:: Problem ::
Please repeat the records below exactly, but only from the line that contains "Where can the green window frame" onward, ending with the last line.

:: Records supplied ::
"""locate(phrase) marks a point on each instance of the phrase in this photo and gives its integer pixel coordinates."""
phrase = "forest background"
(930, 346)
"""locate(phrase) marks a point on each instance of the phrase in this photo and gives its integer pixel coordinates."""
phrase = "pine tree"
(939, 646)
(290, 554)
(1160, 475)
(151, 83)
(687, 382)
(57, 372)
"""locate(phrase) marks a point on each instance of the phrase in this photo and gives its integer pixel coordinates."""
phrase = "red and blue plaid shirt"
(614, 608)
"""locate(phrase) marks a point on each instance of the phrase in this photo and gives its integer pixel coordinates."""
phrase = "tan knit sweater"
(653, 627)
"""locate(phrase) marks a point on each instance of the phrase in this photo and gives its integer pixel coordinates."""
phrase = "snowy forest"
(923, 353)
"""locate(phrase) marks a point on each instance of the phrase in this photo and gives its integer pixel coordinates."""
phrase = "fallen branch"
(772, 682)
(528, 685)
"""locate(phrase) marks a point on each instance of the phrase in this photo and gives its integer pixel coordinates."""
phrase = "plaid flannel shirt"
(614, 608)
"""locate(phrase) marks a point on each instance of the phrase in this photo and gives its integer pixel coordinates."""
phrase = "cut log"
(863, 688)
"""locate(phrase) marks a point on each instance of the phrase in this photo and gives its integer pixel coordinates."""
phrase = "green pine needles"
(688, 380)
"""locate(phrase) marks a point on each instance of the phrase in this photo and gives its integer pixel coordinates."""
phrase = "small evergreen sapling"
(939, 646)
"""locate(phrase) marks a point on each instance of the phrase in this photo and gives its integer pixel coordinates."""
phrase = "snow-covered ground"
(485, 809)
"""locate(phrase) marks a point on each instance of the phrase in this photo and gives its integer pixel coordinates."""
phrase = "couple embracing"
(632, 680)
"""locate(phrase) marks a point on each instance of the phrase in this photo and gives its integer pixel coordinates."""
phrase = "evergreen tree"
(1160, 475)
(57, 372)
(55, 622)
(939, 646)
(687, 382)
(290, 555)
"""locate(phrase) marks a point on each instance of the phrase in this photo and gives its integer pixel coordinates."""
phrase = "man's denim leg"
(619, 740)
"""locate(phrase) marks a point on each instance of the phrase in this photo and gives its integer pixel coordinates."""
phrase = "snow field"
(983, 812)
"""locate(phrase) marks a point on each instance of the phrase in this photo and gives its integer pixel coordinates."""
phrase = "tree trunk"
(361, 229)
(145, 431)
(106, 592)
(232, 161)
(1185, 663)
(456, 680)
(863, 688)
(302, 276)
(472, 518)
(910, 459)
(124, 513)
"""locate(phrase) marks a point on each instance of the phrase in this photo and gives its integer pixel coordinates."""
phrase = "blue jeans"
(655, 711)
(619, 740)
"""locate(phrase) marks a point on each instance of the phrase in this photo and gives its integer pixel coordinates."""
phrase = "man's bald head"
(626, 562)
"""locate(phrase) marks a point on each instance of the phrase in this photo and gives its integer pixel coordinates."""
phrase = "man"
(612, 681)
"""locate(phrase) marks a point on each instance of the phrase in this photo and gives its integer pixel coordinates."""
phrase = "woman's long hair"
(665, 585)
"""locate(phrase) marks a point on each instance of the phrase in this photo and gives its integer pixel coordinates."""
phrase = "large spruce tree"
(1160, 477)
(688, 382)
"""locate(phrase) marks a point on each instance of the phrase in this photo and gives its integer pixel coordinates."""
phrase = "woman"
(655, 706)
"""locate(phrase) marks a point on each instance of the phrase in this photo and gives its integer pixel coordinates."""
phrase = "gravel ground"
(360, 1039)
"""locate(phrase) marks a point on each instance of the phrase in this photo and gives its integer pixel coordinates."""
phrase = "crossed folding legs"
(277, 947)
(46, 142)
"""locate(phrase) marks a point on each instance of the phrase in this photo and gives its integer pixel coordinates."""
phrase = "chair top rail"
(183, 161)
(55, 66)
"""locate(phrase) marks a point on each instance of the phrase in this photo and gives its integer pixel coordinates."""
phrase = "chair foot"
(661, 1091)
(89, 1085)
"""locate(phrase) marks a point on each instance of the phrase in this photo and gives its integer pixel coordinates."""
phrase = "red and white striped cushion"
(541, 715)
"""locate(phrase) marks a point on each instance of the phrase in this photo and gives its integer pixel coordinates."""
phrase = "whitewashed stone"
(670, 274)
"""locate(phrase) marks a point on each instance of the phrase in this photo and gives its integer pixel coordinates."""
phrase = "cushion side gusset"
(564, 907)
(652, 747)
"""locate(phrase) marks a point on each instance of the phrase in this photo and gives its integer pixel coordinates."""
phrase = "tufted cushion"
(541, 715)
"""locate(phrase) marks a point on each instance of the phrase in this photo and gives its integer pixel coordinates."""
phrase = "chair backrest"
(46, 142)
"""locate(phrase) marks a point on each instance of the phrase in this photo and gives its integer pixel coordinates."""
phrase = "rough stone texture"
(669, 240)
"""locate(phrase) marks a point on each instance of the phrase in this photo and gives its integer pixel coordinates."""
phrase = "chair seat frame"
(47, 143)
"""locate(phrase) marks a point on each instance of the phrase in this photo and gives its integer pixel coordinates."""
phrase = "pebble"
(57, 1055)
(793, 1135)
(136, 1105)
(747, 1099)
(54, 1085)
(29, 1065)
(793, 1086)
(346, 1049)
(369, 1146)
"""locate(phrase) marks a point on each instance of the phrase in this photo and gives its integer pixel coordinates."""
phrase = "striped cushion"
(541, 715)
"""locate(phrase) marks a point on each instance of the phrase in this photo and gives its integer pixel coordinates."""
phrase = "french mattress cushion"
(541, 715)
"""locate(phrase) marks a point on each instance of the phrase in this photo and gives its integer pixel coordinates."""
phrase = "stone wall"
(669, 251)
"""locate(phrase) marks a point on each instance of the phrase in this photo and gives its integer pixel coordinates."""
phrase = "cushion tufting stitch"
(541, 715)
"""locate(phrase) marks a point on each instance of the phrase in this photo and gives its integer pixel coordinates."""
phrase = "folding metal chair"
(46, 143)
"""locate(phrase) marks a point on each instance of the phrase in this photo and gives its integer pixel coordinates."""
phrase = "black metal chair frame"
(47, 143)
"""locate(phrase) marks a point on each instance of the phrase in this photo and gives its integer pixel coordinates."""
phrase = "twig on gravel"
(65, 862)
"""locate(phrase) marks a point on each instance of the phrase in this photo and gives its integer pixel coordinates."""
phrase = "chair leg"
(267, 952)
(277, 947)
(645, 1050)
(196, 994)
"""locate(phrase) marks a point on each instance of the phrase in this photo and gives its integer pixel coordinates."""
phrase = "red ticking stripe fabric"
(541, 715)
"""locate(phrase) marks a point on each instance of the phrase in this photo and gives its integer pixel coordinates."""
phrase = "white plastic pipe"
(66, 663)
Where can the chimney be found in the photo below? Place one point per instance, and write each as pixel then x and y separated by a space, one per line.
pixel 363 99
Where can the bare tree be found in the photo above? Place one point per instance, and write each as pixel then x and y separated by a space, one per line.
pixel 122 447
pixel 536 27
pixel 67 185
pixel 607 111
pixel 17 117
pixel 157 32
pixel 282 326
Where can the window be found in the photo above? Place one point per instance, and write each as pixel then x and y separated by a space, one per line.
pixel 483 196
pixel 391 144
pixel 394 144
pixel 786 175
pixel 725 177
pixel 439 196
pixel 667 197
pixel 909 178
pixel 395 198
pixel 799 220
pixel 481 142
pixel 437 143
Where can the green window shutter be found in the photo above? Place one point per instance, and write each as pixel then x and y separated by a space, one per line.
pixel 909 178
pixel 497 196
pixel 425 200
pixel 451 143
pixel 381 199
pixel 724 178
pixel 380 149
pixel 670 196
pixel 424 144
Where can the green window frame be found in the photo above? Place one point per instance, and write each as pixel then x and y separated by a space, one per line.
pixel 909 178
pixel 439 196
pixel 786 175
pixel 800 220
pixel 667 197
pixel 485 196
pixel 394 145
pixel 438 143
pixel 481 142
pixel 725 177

:: Output ::
Where can the green window frame be found in the photo above? Place one point per instance, and write each as pixel then x and y separated by a space, one per line.
pixel 909 178
pixel 439 196
pixel 786 175
pixel 800 220
pixel 667 197
pixel 485 196
pixel 394 145
pixel 438 143
pixel 481 142
pixel 725 177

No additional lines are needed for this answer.